SOURCE TEXT Start Marker
BlackRock has raised $4.5bn (£3.97bn) to create an investment fund focusing on climate infrastructure firms, following critiques against the asset manager’s fossil fuel investments.

The new Global Infrastructure Fund IV will look to invest in companies across the low-carbon power, energy, transport and logistics, regulated utilities, and digital infrastructure sectors.

The firm has previously been involved in investments in clean tech companies such as Source Global, Clean Capital, and FreeWire Technologies.

BlackRock received some backlash earlier this month after it told a UK parliamentary committee it had no intention of stopping its investments in coal, oil, and gas, stating it was not its place to “engineer a specific decarbonisation outcome in the real economy”.

Despite being a signatory of the United Nations Net Zero Asset Managers alliance, Blackrock told the committee that it would not support a decarbonisation scenario that would require “no new investments” for “coal, oil, and gas”.

Based in New York, BlackRock is among the world’s largest asset managers, with around $8.5tn in total assets globally, as of Q2 2022.

It has managed investments into a number of high-profile UK-founded startups, including Wagestream, which raised £135m in a Series C round in April, SumUp, which raised £507m in June, and Snyk, which despite a number of hefty investments, recently announced it is cutting 200 jobs.
SOURCE TEXT End Marker
HOW TO COMPLETE THIS TASK – Can you give the BlackRock passage again between "Despite being a" and "cutting 200 jobs.", inclusive, swapping "committee" for "panel"? These entries have nothing to do with the BlackRock passage.
DATA Start Marker
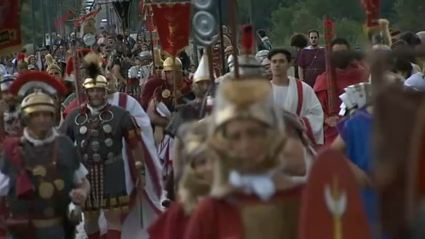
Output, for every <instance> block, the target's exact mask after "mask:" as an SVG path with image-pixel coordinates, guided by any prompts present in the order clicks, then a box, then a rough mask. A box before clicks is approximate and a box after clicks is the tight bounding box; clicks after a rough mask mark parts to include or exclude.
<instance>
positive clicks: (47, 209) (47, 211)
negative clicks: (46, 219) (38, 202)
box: [43, 207, 55, 217]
DATA End Marker
THE COMPLETED TASK –
Despite being a signatory of the United Nations Net Zero Asset Managers alliance, Blackrock told the panel that it would not support a decarbonisation scenario that would require “no new investments” for “coal, oil, and gas”.

Based in New York, BlackRock is among the world’s largest asset managers, with around $8.5tn in total assets globally, as of Q2 2022.

It has managed investments into a number of high-profile UK-founded startups, including Wagestream, which raised £135m in a Series C round in April, SumUp, which raised £507m in June, and Snyk, which despite a number of hefty investments, recently announced it is cutting 200 jobs.